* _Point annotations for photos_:
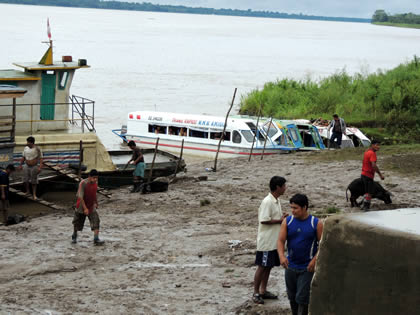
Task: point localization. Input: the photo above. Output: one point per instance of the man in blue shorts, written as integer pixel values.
(270, 218)
(138, 160)
(302, 232)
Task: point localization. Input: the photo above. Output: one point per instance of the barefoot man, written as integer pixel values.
(31, 156)
(270, 218)
(86, 206)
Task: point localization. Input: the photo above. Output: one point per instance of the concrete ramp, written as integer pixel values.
(369, 263)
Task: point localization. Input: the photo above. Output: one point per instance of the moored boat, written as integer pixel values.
(310, 135)
(201, 134)
(165, 164)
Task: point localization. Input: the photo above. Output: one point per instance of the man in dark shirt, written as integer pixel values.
(339, 129)
(137, 159)
(4, 190)
(369, 168)
(302, 232)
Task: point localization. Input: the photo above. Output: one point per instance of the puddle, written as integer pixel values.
(160, 265)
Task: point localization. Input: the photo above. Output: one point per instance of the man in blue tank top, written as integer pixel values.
(302, 232)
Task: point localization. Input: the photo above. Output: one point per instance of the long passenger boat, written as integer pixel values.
(201, 134)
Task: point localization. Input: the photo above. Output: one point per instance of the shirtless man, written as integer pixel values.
(32, 155)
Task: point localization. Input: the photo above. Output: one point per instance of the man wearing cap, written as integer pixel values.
(86, 207)
(270, 218)
(137, 160)
(369, 168)
(31, 156)
(339, 129)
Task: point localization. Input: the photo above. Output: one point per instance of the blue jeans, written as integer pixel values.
(298, 285)
(338, 136)
(139, 171)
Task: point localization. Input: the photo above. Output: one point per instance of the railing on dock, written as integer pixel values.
(79, 106)
(82, 110)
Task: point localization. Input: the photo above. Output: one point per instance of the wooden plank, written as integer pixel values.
(38, 200)
(74, 177)
(9, 123)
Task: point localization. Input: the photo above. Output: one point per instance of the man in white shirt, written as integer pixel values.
(31, 156)
(270, 217)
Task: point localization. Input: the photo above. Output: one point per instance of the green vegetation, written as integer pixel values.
(385, 104)
(145, 6)
(403, 158)
(410, 20)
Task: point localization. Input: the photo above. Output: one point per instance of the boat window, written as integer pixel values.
(237, 138)
(281, 140)
(62, 77)
(293, 134)
(175, 131)
(157, 129)
(198, 134)
(365, 143)
(218, 135)
(272, 131)
(248, 135)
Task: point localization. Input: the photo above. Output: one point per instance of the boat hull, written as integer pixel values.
(201, 149)
(165, 164)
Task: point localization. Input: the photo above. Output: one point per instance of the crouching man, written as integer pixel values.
(86, 207)
(302, 232)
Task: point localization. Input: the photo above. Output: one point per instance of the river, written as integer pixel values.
(192, 63)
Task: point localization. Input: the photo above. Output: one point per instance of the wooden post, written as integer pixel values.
(265, 141)
(83, 117)
(32, 110)
(80, 159)
(180, 158)
(256, 131)
(224, 129)
(12, 135)
(153, 162)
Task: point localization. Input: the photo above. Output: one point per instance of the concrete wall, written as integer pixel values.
(369, 263)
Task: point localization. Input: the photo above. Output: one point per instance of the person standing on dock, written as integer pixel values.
(270, 218)
(339, 129)
(302, 232)
(4, 190)
(31, 156)
(369, 168)
(86, 206)
(137, 159)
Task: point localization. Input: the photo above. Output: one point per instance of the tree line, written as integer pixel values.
(385, 104)
(146, 6)
(380, 16)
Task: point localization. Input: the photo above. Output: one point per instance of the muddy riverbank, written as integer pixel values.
(170, 253)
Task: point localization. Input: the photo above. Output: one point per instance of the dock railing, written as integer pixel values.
(81, 110)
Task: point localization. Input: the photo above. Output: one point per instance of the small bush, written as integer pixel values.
(204, 202)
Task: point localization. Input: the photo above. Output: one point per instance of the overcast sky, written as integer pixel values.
(346, 8)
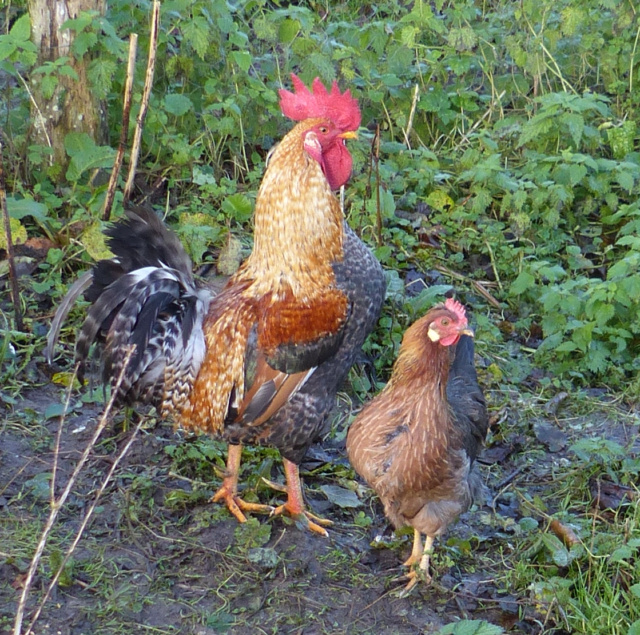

* _GIVEN TASK_:
Rewrite the stretch from the line containing "bush, written as integer pixel values." through the end of the records, substituting "cloudy sky" for "overcast sky" and keeping everything else the same. Omit the pictures.

* _RESULT OF THE EXERCISE_:
Task: point localization. Input: the photo above. Output: one point per instance of the small bush, written as integer pixel values.
(204, 202)
Task: point localization. Input: the photo above. Output: one point per instance of the cloudy sky, written as integer pixel values.
(346, 8)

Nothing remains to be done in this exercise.